§ AIM OF THE EXERCISE:
Rewrite the lines below, requests included, offsetting every polygon coordinate in the answers by -133. Begin at the line that has "Target: calendula flower" and continue through the last line.

(Dataset records)
+ + + + + + +
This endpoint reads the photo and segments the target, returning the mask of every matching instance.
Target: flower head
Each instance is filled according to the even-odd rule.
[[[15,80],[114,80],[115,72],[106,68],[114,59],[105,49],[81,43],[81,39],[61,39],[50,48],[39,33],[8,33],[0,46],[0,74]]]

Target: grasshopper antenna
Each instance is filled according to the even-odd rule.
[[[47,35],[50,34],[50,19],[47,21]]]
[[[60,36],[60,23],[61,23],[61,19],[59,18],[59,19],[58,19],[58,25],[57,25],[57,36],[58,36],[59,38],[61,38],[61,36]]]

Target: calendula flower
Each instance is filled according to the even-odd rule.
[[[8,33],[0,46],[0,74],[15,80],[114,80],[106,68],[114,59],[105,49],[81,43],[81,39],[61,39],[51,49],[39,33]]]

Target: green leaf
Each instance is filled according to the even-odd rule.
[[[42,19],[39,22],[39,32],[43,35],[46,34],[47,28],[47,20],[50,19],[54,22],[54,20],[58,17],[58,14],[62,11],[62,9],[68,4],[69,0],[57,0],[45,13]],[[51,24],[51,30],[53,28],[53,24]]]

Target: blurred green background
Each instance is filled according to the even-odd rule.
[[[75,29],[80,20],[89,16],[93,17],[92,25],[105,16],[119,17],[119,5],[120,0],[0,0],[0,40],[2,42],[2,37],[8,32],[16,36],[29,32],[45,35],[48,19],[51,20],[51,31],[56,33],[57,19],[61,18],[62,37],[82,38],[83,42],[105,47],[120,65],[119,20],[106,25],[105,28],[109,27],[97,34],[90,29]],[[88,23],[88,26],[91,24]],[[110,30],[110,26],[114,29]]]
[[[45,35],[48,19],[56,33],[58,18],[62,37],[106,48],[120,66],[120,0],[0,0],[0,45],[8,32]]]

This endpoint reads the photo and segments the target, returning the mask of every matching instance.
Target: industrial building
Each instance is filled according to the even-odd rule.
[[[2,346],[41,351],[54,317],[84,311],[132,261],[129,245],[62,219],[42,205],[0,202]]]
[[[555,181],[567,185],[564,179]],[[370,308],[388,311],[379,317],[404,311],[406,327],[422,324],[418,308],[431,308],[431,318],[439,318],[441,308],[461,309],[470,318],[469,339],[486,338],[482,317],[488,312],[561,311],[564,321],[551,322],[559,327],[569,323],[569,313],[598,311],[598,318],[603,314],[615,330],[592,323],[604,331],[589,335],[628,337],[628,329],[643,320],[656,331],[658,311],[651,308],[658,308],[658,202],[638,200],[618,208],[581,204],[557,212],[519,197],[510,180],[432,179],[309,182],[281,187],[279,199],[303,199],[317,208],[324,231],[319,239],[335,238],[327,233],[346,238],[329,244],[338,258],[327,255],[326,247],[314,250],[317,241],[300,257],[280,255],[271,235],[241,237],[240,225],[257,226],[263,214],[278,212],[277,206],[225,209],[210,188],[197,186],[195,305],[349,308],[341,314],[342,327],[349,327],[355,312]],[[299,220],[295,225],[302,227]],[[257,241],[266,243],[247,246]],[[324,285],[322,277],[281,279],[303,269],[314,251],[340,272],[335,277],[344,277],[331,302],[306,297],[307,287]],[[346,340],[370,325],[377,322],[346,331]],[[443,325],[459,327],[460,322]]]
+ + + + + + +
§ TASK RESPONSE:
Target: calendula flower
Each instance is filled according to the even-odd rule.
[[[-125,-100],[-133,-87],[-133,-59],[-118,-53],[-19,-53],[-27,-65],[-19,-74],[-28,-84],[-52,-90],[-52,-94],[-72,-94],[-82,-84],[-94,-100]]]

Target: green leaf
Each instance is filled according to the even-odd rule.
[[[-91,-114],[-94,-111],[-94,-101],[-90,-98],[-87,-99],[-86,-105],[-86,-113],[-83,-114],[-79,-111],[-79,-113],[-75,-116],[-75,-119],[-71,-122],[-71,-124],[-65,-129],[-64,-133],[-76,-133],[-88,-120]],[[-82,-109],[-82,-103],[-80,-105],[-80,-109]]]

Target: blurred green background
Each instance is filled according to the even-odd rule.
[[[-58,-104],[-53,-113],[-44,-117],[-40,-116],[-41,-108],[-28,-117],[-14,-116],[-14,-128],[-13,-133],[-133,-133],[-133,-93],[-131,-91],[-131,-96],[-125,-101],[-117,-97],[-104,-101],[-88,-98],[-85,-114],[-82,-113],[-82,-102],[-77,-100],[-76,-114],[-72,-115],[-71,-96],[-51,-95],[-50,-91],[-28,-86],[-13,-68],[-14,-113],[-27,-108],[-28,-105],[-24,-106],[-36,-99],[-43,-104]],[[-45,-110],[-45,-107],[-42,-109]],[[-23,-103],[-23,-107],[-19,-104]]]
[[[-88,-98],[-85,-114],[-77,-100],[-75,-115],[-71,-96],[-27,-85],[-13,-67],[-13,-133],[-133,-133],[-133,-88],[-125,-101]]]

This endpoint reads the photo and segments the target, returning the mask of every matching instance.
Target: industrial building
Each instance is filled according to the even-odd rule.
[[[-131,213],[-92,218],[-79,184],[-49,178],[-1,128],[-4,112],[-71,86],[-91,72],[-133,69]]]
[[[422,48],[434,52],[431,46]],[[237,175],[255,178],[246,184],[271,178],[273,194],[289,191],[285,175],[298,175],[298,185],[306,185],[308,175],[328,176],[337,185],[336,206],[353,205],[349,184],[355,179],[428,178],[431,188],[418,189],[426,194],[436,190],[436,180],[465,178],[465,185],[470,181],[482,197],[459,190],[471,198],[456,202],[495,204],[495,196],[510,187],[523,198],[525,178],[518,175],[525,175],[525,69],[505,67],[485,75],[448,71],[424,79],[386,64],[377,47],[299,46],[176,49],[148,54],[146,66],[170,66],[184,75],[191,98],[186,106],[202,105],[194,100],[213,105],[196,111],[205,125],[194,122],[193,114],[181,117],[184,108],[167,124],[147,122],[138,102],[108,104],[107,92],[124,93],[130,81],[145,79],[144,73],[92,76],[77,55],[64,53],[62,172],[216,175],[208,181],[209,194],[216,194],[222,179]],[[166,87],[162,92],[169,94]],[[124,108],[133,110],[114,113]],[[191,152],[189,144],[148,146],[170,136],[181,118],[207,139],[202,144],[211,144],[198,169],[173,164],[174,154]],[[213,207],[237,192],[244,189],[213,198]],[[310,192],[326,194],[327,189]]]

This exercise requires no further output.